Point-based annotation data

◇ ◇ ◇ ◇ ◇

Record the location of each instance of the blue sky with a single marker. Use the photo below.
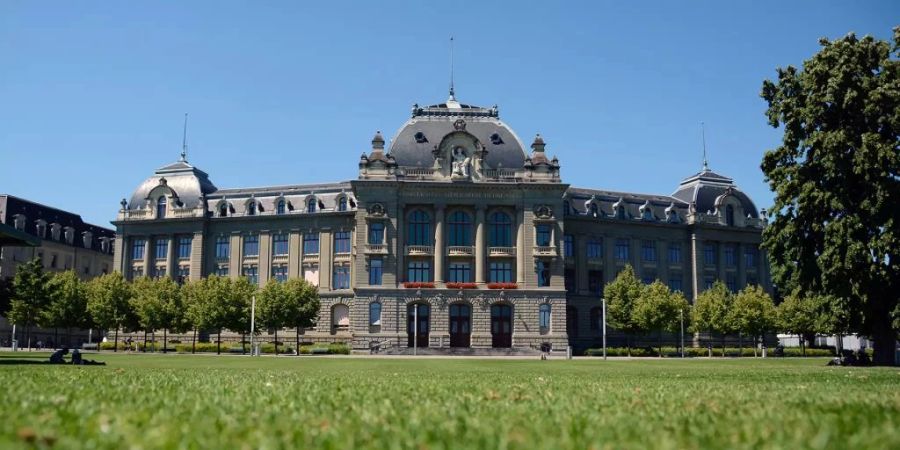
(92, 94)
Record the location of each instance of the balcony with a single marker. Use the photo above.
(460, 250)
(419, 250)
(376, 249)
(501, 251)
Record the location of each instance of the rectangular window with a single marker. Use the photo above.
(279, 244)
(571, 285)
(376, 267)
(730, 255)
(674, 253)
(418, 271)
(341, 278)
(376, 233)
(750, 257)
(251, 245)
(709, 253)
(595, 249)
(542, 268)
(311, 244)
(569, 246)
(675, 283)
(342, 242)
(622, 249)
(279, 273)
(542, 235)
(501, 272)
(595, 282)
(252, 274)
(184, 247)
(223, 247)
(460, 273)
(162, 248)
(137, 249)
(648, 251)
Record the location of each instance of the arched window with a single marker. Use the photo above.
(419, 228)
(340, 318)
(374, 314)
(460, 229)
(161, 207)
(544, 317)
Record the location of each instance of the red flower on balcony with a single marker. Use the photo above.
(503, 286)
(455, 285)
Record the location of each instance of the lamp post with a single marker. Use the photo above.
(253, 323)
(604, 328)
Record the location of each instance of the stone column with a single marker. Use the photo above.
(438, 244)
(479, 244)
(521, 267)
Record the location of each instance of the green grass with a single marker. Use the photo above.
(182, 401)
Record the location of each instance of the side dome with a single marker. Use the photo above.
(706, 190)
(414, 145)
(184, 183)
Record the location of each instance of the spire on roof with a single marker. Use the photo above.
(184, 141)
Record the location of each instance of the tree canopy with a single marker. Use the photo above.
(836, 177)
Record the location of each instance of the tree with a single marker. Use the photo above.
(659, 309)
(753, 313)
(30, 296)
(68, 303)
(710, 312)
(302, 305)
(153, 303)
(109, 298)
(836, 178)
(798, 315)
(621, 294)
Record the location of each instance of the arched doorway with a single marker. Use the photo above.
(460, 325)
(501, 326)
(418, 317)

◇ ◇ ◇ ◇ ◇

◆ Problem statement ◆
Copy out the lines word for word, starting at the line that contains "Record the location of each instance of the tree with" and ending with the final line of the rows.

◆ The completed task ◆
Record the location of each instance of the tree with a single marker. Use the photo above.
(659, 309)
(753, 313)
(30, 296)
(68, 303)
(710, 312)
(302, 305)
(153, 303)
(109, 298)
(836, 178)
(798, 315)
(621, 294)
Record the location of each instance of the arched doorway with a single marker. Use the photo above.
(460, 325)
(501, 326)
(418, 317)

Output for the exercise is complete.